*Exercise brief*. Reproduce all of the records below, swapping every "marker" for "point" and leaving everything else unchanged.

________________

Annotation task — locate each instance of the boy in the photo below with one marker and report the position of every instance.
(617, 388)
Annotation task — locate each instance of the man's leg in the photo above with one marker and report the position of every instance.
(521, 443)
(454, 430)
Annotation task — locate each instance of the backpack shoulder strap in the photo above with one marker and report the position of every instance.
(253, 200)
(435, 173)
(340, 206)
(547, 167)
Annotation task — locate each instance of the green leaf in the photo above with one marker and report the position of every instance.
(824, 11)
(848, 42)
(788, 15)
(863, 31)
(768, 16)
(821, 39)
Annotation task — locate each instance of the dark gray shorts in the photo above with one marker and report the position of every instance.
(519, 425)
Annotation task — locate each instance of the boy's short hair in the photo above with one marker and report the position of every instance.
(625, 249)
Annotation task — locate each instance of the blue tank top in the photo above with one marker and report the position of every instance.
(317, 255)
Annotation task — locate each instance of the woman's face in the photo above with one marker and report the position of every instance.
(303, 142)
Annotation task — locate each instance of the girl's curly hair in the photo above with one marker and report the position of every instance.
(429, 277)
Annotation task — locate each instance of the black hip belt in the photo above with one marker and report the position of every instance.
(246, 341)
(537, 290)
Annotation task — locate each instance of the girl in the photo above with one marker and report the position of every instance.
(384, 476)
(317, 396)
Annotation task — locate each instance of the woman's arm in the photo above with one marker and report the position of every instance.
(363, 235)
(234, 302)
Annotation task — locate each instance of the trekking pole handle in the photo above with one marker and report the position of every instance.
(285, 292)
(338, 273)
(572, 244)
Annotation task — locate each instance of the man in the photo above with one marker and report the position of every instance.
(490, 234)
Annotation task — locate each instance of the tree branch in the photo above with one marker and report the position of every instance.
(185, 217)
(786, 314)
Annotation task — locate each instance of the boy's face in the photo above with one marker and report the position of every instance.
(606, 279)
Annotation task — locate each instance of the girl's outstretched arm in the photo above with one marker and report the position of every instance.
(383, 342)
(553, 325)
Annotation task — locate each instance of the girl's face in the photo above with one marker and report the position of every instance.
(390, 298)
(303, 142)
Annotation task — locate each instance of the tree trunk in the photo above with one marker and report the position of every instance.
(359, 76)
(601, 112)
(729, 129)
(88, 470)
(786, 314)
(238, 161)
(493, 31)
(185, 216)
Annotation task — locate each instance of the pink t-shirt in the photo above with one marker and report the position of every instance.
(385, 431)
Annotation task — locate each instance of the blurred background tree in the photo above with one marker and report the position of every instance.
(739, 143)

________________

*Output for this task*.
Annotation task — locate each instance of the boy in the photo below with one point and report the position of every instance.
(617, 388)
Annotation task — locate each instance of the man's leg in the photo above with one point and report the position of every instance.
(521, 443)
(454, 430)
Annotation task — locate each instance of the backpack shoulder strap in the photo above with one point and report the position of every instance.
(253, 200)
(435, 173)
(340, 206)
(547, 167)
Annotation task — locate each instance of the green leaf in the photo above with one point and report the position of every instance.
(824, 11)
(848, 42)
(788, 15)
(863, 31)
(768, 16)
(821, 39)
Annotation task — locate each instance of the dark gray shorts in the photo above with one point and report the position of every instance.
(519, 425)
Annotation task — locate each instance of the boy's short hair in the photo above with one point and report the position of every instance.
(625, 249)
Annotation task — locate each instance of the blue tank top in the photo above with one point and report the position of every instance.
(317, 255)
Annotation task — locate each instance of the woman's face in the photo above with one point and report the position of every instance.
(303, 142)
Annotation task — locate each instance of the girl's curly hair in the photo above with one point and report the position of every instance.
(429, 277)
Annotation task — locate each instance of the black hip belt in the photo above with one point and report the position of every instance.
(246, 341)
(537, 290)
Annotation task — locate each instance of the girl in the photo above with one point and report the position of every instance.
(384, 476)
(317, 396)
Annotation task — locate each instance of the woman's arm in the photo above with one point and report the position of every instance.
(363, 235)
(234, 302)
Annotation task — locate each instance of the trekking pole handle in the photo above with one point and report the position of every instance.
(285, 292)
(338, 273)
(572, 244)
Annotation task — locate each instance of the man in the photo above with one point and report the position of every instance.
(490, 234)
Annotation task — locate each instance of the tree branch in the photo above with one point and report the position of every instance.
(185, 217)
(786, 314)
Annotation task — locate each instance of the boy's face in the photo above with one point and report the position of every instance.
(606, 279)
Annotation task — locate each instance of the girl's outstretched arm in the photo above with one point and report the position of every instance.
(383, 342)
(553, 325)
Annotation task — locate each instance of the girl's face in the photo above with one point and report the position of every instance.
(390, 298)
(303, 142)
Annotation task — locate each instance of the tree trunk in the photo above with one point and report the position of every instance.
(359, 76)
(601, 112)
(729, 129)
(88, 470)
(786, 314)
(238, 161)
(493, 31)
(185, 216)
Annotation task — locate each instance of the pink t-shirt in the photo above with one point and report the position of every instance.
(385, 431)
Annotation task — locate each instance of the blurred background tree in the photo above with one point and report the position of every instance.
(739, 143)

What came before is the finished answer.